**LISTA DE TAREFAS:**
- A) No texto sobre a mulher na política, qual deputado disse a primeira frase citada e em que ano?
- B) Transcreva, por favor, do texto sobre a mulher na política tudo o que vai de "As duas frases" até "a ótica machista.".

**TEXTO EXTRAÍDO:**
****

O longo caminho da mulher na política: de
falas misóginas à resistência
— "É incontestável que, no momento em
que nós formos abrir à mulher o campo da política, ela terá necessariamente de
ceder diante da superioridade do nosso sexo nesse terreno".
— "Qual é o seu objetivo, deputada
Sâmia? Quer que eu encerre a sessão? Fique calada e respeite os demais
deputados".
As duas frases foram verbalizadas em um
intervalo de 133 anos. A primeira, dita pelo deputado Lauro Sodré, em 1890,
durante a Assembleia Nacional Constituinte, fazia oposição às reivindicações
das mulheres da época por mais participação feminina, sobretudo com a defesa do
direito ao voto feminino. A segunda, do deputado Coronel Zucco, em 2023,
durante a Comissão Parlamentar de Inquérito do Movimento dos Trabalhadores
Rurais Sem-Terra (CPI do MST), no Congresso, serviu como um espelho do passado,
por expressar um sentimento de obediência e submissão que as mulheres devem aos
homens, segundo a ótica machista.
Se hoje podemos dizer que em 1890 os tempos
eram outros, em 135 anos poderão dizer o mesmo dos comentários feitos pelos
homens de 2025. "Não é aceitável relevar falas machistas em função da
idade, a gente sabe que existe uma questão geracional, mas isso não é
justificativa", avalia a professora e pesquisadora do Instituto de Ciência
Política da Universidade de Brasília (Ipol/UnB) Michelle Fernandez.
Principalmente quando as falas "diminuem
todas as competências que ela tem", comentou, em referência à declaração
recente do presidente Luiz Inácio Lula da Silva sobre a escolha do nome de
Gleisi Hoffmann para ocupar o cargo de ministra da Secretaria de Relações
Institucionais (SRI). "Eu quero mudar, restabelecer com vocês (Câmara dos
Deputados e Senado), por isso eu coloquei essa mulher bonita para ser ministra
das Relações Institucionais", afirmou o presidente, durante lançamento do
programa Crédito do Trabalhador, na quarta-feira.

****

**TRECHO DOS DADOS:**
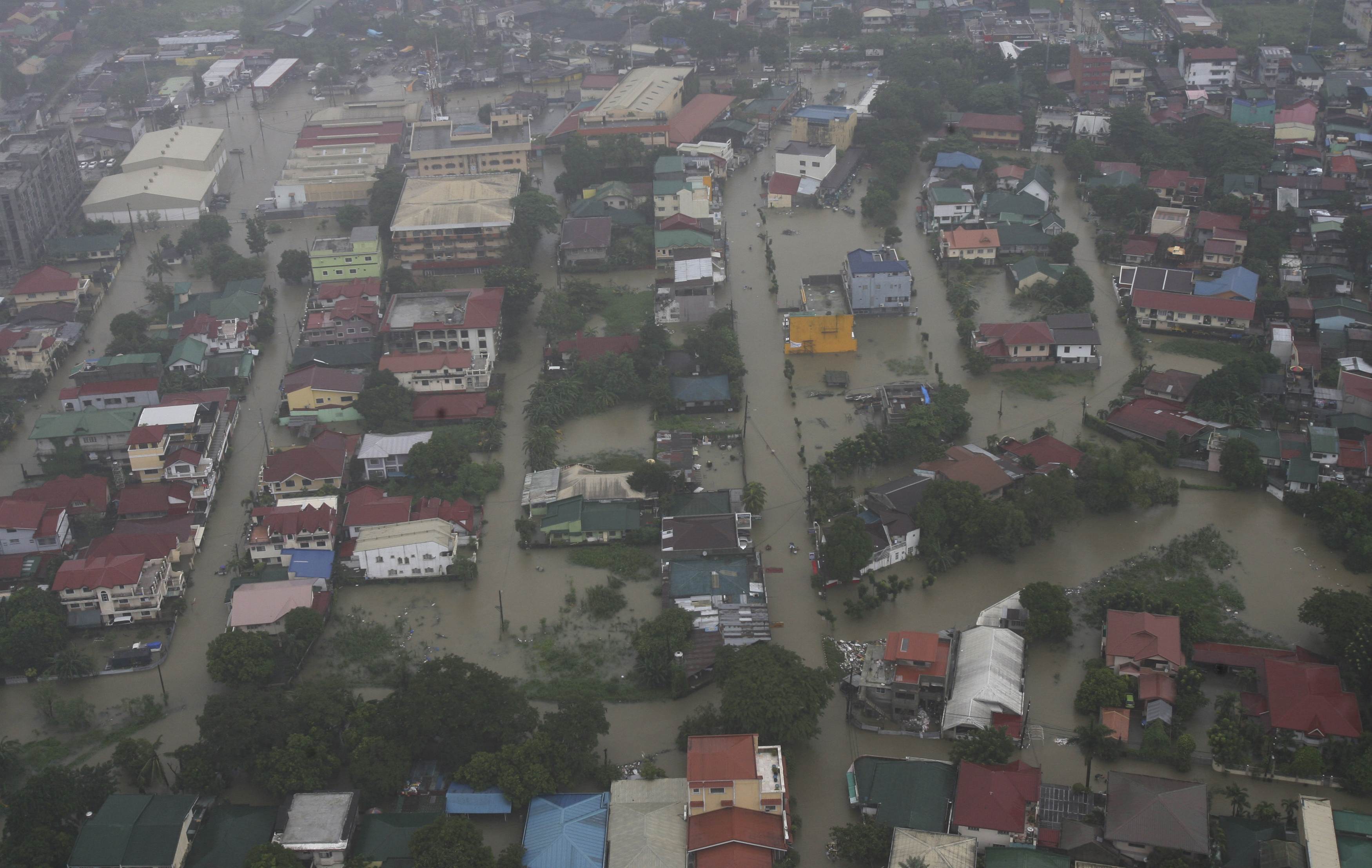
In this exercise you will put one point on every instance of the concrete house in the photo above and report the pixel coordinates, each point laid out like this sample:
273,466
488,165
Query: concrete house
411,549
151,832
1138,641
994,804
877,281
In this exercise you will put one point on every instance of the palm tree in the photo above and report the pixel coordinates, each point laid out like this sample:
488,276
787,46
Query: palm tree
151,768
755,498
71,664
158,267
1238,799
1095,739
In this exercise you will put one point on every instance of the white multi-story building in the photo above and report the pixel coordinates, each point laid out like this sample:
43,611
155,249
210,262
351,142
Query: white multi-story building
383,456
425,548
1212,69
804,160
32,526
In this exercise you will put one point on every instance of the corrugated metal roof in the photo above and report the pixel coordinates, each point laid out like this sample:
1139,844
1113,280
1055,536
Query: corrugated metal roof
985,678
567,830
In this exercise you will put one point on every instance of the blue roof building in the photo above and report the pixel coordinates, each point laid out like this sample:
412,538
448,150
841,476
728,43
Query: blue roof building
567,830
1240,280
309,563
463,799
824,113
957,160
877,281
702,394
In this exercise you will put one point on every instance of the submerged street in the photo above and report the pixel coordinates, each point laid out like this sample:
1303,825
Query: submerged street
1281,557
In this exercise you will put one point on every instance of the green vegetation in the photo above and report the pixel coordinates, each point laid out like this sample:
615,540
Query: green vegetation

****

**RESPOSTAS DAS TAREFAS:**
- A) O deputado Lauro Sodré, em 1890.

- B)
As duas frases foram verbalizadas em um
intervalo de 133 anos. A primeira, dita pelo deputado Lauro Sodré, em 1890,
durante a Assembleia Nacional Constituinte, fazia oposição às reivindicações
das mulheres da época por mais participação feminina, sobretudo com a defesa do
direito ao voto feminino. A segunda, do deputado Coronel Zucco, em 2023,
durante a Comissão Parlamentar de Inquérito do Movimento dos Trabalhadores
Rurais Sem-Terra (CPI do MST), no Congresso, serviu como um espelho do passado,
por expressar um sentimento de obediência e submissão que as mulheres devem aos
homens, segundo a ótica machista.